# Loveland crew?



## Mr. Right (Sep 27, 2007)

How many of you ride Loveland on a regular basis? Post up so we can run a snowboardingforum.com take over up there. Have a few beers, bbq in the lot, and ride our arses off. I'm up there a few days a week.


----------



## DrGreeNThumB420 (Aug 19, 2007)

just bought my season pass yesterday....i'll be there whenever i can


----------



## Guest (Nov 10, 2007)

I plan on buying my pass after payday, should just make the 23rd rate. I'm a snowboard newbie though.


----------



## Mr. Right (Sep 27, 2007)

Sweet all are welcome to come ride with me, most of my friends feel like they HAVE to have a Yuppie (I mean Colorado) pass or a WP/Copper pass and they rarely go so I need some people to go up with. I'll be shooting you guys pm's whenever I go to see if you can make it. 

Liquid, that's just fine if you are complete newbie, I've only been riding for about 3 years so I can pretty much just ride down the mountain really, some jumps but I just like to go fast for the most part. As long as you have fun, let's go!


----------



## DrGreeNThumB420 (Aug 19, 2007)

nice man i'm looking for people to ride with too cause i don't know anyone here yet. I'll be going alot next week because its going to be my last week off before i go and get a job lol


----------



## Mr. Right (Sep 27, 2007)

Yeah, I'm going pretty much every day next week but I need to find a different job too. I got a good job offer up in Breck so if I take it, I might just be moving up there


----------



## Guest (Nov 10, 2007)

Well, I haven't gone even once so I don't expect anyone to hang out while I do falling leaf, garlands, and J-turns...  I'm hoping to be linking turns by the end of my first day but don't know for certain how much my carry-over training is going to help.

My schedule is flexible, I'll just have to make up hours so I don't take a paycheck hit. I'll be mostly limited to ~9 to ~3 during the week for the most part as I have to drop off/pick up my elder son at his bus stop. I'm trying to come up with other arrangements but don't have anything yet.


----------



## Mr. Right (Sep 27, 2007)

Well, anytime you want go I'll try to give you some pointers. I'm pretty much self taught and I didn't really mess with the falling leaf and all that, it was mostly just the falling me lol. I spent my very first day on my ass pretty much the whole day, but the second time I went, I could turn without falling, pointing the board the other direction, getting back up, riding, falling etc. lol.


----------



## DrGreeNThumB420 (Aug 19, 2007)

anyone going tomorrow? ill be there


----------



## killclimbz (Aug 10, 2007)

I should be up there. It's dealer demo days, so I am going to take out some new gear and check it out.


----------



## DrGreeNThumB420 (Aug 19, 2007)

dealer demo days?


----------



## Mr. Right (Sep 27, 2007)

I just got off the phone with my buddy who's a lifty at Loveland and he said that Rome, Burton, and some other large companies are going to be there. I guess if you throw em a credit card number and your ID you could demo a Rome board all day long, I'm thinking about trying one, I've been looking at Rome lately as I've just outgrown my old M3 and I like to always have 2 boards in case something happens to one of em. I'll be there, and I'll be in the bar at noon if anyone wants to have a beer and ride a little bit. I may have a job interview in the morning, and won't know until morning but I'm down after that. If you see someone carrying this board, chances are, it's me. I haven't seen anyone else with this board at Loveland in 2 seasons now.

════════════════

- Given problem
Return the part of the Loveland forum thread starting at "Well, I haven't" and ending at "have anything yet.", with no changes. The rows below the Loveland forum thread come from a different source.

════════════════

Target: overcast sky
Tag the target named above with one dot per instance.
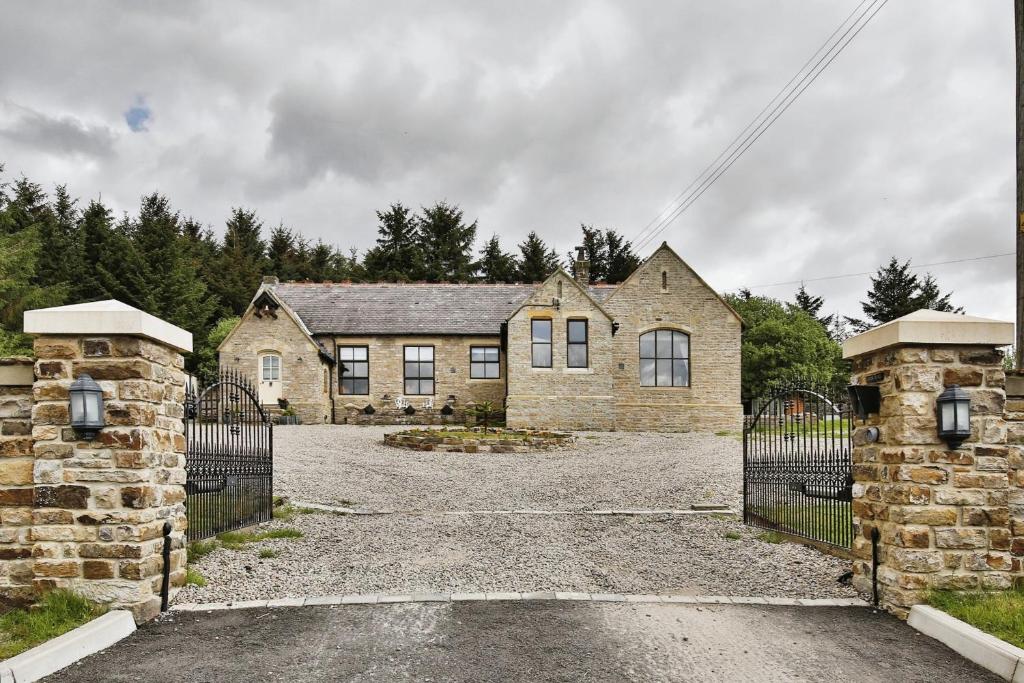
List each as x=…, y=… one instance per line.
x=542, y=116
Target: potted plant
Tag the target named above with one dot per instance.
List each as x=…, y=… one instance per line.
x=289, y=417
x=484, y=410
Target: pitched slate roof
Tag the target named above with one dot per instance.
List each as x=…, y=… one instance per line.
x=340, y=308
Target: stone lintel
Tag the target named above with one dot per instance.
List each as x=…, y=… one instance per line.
x=105, y=318
x=16, y=371
x=931, y=328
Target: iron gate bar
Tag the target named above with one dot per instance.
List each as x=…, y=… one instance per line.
x=798, y=465
x=228, y=457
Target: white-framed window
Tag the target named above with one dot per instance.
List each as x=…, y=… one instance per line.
x=271, y=369
x=419, y=361
x=577, y=335
x=541, y=342
x=665, y=358
x=484, y=363
x=353, y=370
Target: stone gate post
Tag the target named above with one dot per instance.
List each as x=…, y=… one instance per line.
x=15, y=479
x=99, y=506
x=943, y=515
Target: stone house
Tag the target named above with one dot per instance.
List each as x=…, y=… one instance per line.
x=658, y=351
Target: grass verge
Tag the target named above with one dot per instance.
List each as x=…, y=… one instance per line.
x=997, y=612
x=194, y=578
x=238, y=540
x=55, y=613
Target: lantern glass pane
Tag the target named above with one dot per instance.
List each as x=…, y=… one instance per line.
x=77, y=407
x=92, y=408
x=963, y=416
x=947, y=418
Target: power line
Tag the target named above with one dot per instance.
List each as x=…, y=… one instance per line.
x=775, y=114
x=755, y=120
x=871, y=272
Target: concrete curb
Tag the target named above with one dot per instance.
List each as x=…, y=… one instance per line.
x=697, y=510
x=984, y=649
x=65, y=650
x=375, y=599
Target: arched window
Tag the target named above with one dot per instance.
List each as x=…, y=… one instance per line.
x=665, y=358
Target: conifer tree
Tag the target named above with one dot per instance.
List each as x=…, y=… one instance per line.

════════════════

- Expected answer
Well, I haven't gone even once so I don't expect anyone to hang out while I do falling leaf, garlands, and J-turns...  I'm hoping to be linking turns by the end of my first day but don't know for certain how much my carry-over training is going to help.

My schedule is flexible, I'll just have to make up hours so I don't take a paycheck hit. I'll be mostly limited to ~9 to ~3 during the week for the most part as I have to drop off/pick up my elder son at his bus stop. I'm trying to come up with other arrangements but don't have anything yet.